Text to read:
Remember when Donald Trump was losing?

If you blinked, you might have missed it.

It started during last Thursday’s debate, continued through the muddled results of Saturday’s caucuses and primaries, and lasted until, oh, around the time that news outlets began calling Mississippi for Trump a few minutes after the polls closed in the state on Tuesday night.

Now that Trump’s march to the nomination appears to be back on track with decisive victories in Michigan, Mississippi, and Hawaii, it’s worth pausing for a moment to assess just what went wrong with the #NeverTrump movement. Why has it done so little to alter the shape of the race? How has Trump managed to stay on top through the unrelenting critical coverage of the past week?

A good part of the answer lies in the distinctive defects of the messengers. In just about every case, those leading the charge against Trump lack the credibility to make the kill.

Let’s begin with Trump’s opponents in the race for the GOP nomination.

For two endless, sordid hours last Thursday night, Marco Rubio and Ted Cruz tag-teamed with the three Fox News debate moderators in laying into Trump. They were merciless. By the time it was over, Trump looked like an incompetent, vulgarian huckster whose renegade presidential campaign may well pose a dire threat to the republic.

Yet when Rubio and Cruz were asked at the conclusion of the debate if they would support Trump in the event that he secured the party’s nomination, both of them outed themselves as unprincipled Republican Party hacks by answering, astonishingly, yes.

In those 30 seconds, two hours of damage was undone. After all, how bad could Trump really be if both of his antagonists wouldn’t hesitate to rally to his side and work to see him prevail in a battle against Hillary Clinton?

A similar bit of self-sabotage was at work in Mitt Romney’s historic speech ripping Trump to shreds earlier that day. It was an extraordinarily powerful statement, and unlike anything we’ve ever seen before: The Republican standard-bearer from just four years ago excoriating the present-day frontrunner of his own party.

But the moment one’s attention drifted from the message — Trump is a fraud and a phony — to the messenger, the cognitive dissonance became too much to bear. As everyone knows, when Romney was governor of Massachusetts he signed into law the direct forerunner of the Affordable Care Act — and then ran a presidential campaign devoted to denouncing the federal version of the law as nothing less than the advent of tyranny in America.

Which seems like pretty compelling evidence that Romney himself must have been at least a little bit of a fraud and a phony at one of those past moments.

Problems to work on:
- a) From the commentary on the #NeverTrump movement, extract everything from "Let’s begin with" down to "answering, astonishingly, yes.".
- b) Please write what comes next in the commentary on the #NeverTrump movement, picking up after its final sentence.

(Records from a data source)
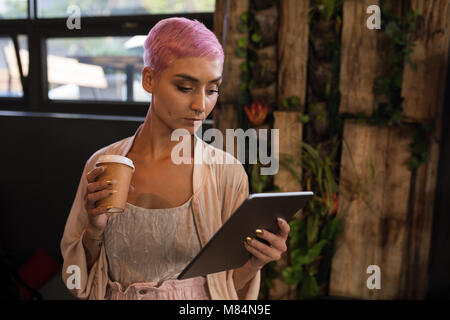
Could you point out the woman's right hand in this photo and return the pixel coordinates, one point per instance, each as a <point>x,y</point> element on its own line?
<point>96,191</point>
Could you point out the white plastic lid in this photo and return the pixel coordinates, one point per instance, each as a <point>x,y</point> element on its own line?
<point>115,158</point>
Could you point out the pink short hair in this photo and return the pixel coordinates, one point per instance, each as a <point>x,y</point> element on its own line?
<point>176,38</point>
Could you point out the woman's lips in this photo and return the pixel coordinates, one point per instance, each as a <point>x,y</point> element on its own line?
<point>192,120</point>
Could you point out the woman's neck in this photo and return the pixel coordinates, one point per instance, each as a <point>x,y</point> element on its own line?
<point>153,142</point>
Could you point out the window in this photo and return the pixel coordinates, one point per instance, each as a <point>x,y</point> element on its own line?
<point>89,8</point>
<point>96,69</point>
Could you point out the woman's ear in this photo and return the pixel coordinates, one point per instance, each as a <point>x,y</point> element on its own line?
<point>148,79</point>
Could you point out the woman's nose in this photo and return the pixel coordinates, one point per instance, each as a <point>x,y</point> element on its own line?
<point>198,106</point>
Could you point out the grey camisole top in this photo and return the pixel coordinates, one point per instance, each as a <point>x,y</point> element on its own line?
<point>150,245</point>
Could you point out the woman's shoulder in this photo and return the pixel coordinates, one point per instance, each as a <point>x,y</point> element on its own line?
<point>225,166</point>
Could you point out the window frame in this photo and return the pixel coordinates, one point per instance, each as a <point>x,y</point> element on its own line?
<point>38,30</point>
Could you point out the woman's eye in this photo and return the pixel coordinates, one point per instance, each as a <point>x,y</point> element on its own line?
<point>184,89</point>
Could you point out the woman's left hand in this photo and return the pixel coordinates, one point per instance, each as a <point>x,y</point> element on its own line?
<point>262,253</point>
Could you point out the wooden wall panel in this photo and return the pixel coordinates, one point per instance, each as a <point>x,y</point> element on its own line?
<point>293,49</point>
<point>424,90</point>
<point>224,114</point>
<point>358,58</point>
<point>373,204</point>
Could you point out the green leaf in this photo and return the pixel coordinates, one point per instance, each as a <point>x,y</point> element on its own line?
<point>242,42</point>
<point>241,52</point>
<point>304,118</point>
<point>331,229</point>
<point>243,27</point>
<point>308,288</point>
<point>294,101</point>
<point>291,275</point>
<point>244,16</point>
<point>314,252</point>
<point>256,37</point>
<point>312,229</point>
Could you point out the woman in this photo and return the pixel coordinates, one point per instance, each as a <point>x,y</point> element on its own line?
<point>172,210</point>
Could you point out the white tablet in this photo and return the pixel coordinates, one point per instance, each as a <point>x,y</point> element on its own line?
<point>225,250</point>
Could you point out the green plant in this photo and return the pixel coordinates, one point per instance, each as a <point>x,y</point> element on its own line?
<point>420,149</point>
<point>312,236</point>
<point>291,103</point>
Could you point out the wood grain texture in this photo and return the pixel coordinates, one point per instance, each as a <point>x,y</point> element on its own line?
<point>293,49</point>
<point>290,139</point>
<point>373,206</point>
<point>424,98</point>
<point>224,114</point>
<point>424,90</point>
<point>358,58</point>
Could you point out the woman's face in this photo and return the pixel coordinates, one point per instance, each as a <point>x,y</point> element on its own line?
<point>187,89</point>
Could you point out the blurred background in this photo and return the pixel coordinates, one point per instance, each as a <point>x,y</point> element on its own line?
<point>361,110</point>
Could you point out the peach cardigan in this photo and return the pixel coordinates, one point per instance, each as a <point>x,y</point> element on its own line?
<point>218,189</point>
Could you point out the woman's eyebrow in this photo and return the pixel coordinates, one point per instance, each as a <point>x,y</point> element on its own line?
<point>191,78</point>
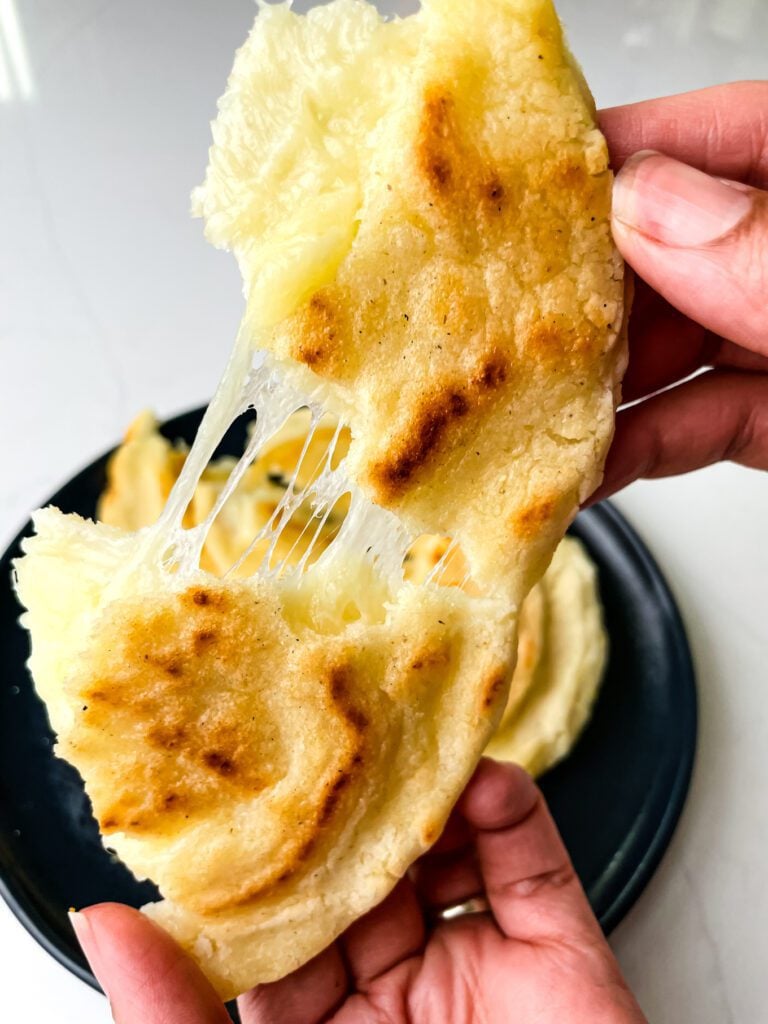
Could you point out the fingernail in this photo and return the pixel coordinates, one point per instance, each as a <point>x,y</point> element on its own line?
<point>676,204</point>
<point>87,936</point>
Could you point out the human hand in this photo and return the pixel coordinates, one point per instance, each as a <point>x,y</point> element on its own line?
<point>700,247</point>
<point>540,957</point>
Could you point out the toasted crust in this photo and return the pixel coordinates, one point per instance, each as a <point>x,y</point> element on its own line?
<point>433,262</point>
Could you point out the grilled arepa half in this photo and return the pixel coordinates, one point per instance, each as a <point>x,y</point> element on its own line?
<point>421,212</point>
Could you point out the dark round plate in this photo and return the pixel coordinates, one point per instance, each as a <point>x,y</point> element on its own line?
<point>616,798</point>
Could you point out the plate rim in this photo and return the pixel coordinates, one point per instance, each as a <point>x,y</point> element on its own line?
<point>611,520</point>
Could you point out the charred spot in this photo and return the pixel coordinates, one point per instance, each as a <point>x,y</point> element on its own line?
<point>309,355</point>
<point>495,194</point>
<point>492,689</point>
<point>167,737</point>
<point>570,176</point>
<point>219,763</point>
<point>427,433</point>
<point>437,150</point>
<point>203,639</point>
<point>440,172</point>
<point>431,658</point>
<point>340,677</point>
<point>492,374</point>
<point>331,801</point>
<point>430,834</point>
<point>531,519</point>
<point>356,719</point>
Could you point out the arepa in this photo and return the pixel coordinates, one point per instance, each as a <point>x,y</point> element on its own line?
<point>421,212</point>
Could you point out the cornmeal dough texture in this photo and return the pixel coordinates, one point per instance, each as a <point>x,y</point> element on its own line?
<point>421,213</point>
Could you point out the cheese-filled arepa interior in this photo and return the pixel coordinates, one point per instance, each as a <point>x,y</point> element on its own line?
<point>420,210</point>
<point>561,640</point>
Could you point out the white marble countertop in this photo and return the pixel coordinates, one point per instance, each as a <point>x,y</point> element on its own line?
<point>111,301</point>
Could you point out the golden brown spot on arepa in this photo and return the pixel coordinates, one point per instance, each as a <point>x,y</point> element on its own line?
<point>321,332</point>
<point>493,687</point>
<point>532,518</point>
<point>437,144</point>
<point>432,424</point>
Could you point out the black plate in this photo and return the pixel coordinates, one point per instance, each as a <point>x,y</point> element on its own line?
<point>616,799</point>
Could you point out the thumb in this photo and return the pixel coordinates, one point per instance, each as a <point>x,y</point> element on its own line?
<point>145,976</point>
<point>700,242</point>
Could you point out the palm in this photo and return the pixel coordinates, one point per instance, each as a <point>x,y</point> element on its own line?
<point>540,957</point>
<point>468,971</point>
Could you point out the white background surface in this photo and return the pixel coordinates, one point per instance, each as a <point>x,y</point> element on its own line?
<point>111,301</point>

Results by task:
- a)
Let’s begin with Trump’s opponents in the race for the GOP nomination.

For two endless, sordid hours last Thursday night, Marco Rubio and Ted Cruz tag-teamed with the three Fox News debate moderators in laying into Trump. They were merciless. By the time it was over, Trump looked like an incompetent, vulgarian huckster whose renegade presidential campaign may well pose a dire threat to the republic.

Yet when Rubio and Cruz were asked at the conclusion of the debate if they would support Trump in the event that he secured the party’s nomination, both of them outed themselves as unprincipled Republican Party hacks by answering, astonishingly, yes.

- b)
Then there are the sour memories of Romney’s ostentatiously oligarchic 2012 campaign — with its denigration of 47 percent of the country as moochers, obsequious praise of entrepreneurs, brittle defenses of Bain Capital’s role in sowing creative destruction, and talk of car elevators, dressage, and other perks of life among the richest of the rich.

How likely was it that Trump’s angry white working-class voters were going to be moved by an appeal made by such a man? No wonder it seems to have backfired.

Finally, Trump has also come in for severe criticism from “members of the Republican national security community,” several dozen of whom have signed a hotly worded “open letter” that culminates in the claim that Trump is singularly “unfitted” to serve as commander-in-chief.

They’re certainly right about that. The only problem is that nearly every one of the 117 people who have (so far) signed the letter supported the disastrous Iraq War, most of them favored the military intervention in Libya that has led to similarly ruinous consequences, and many have sharply criticized President Obama for failing to commit more forcefully to arming and defending so-called (and exceedingly difficult to detect) “moderate” rebel groups in the Syrian civil war.

These are the people judging Donald Trump unfit to serve as commander-in-chief of the armed forces?

Let’s just say that their opinions would carry somewhat more weight had they not repeatedly demonstrated over the past decade and half that they possess consistently poor judgment in matters of foreign affairs.

These were the anti-Trump messengers of the past week — the week when Trump started losing. And then started winning again.

The really surprising thing is that anyone was surprised.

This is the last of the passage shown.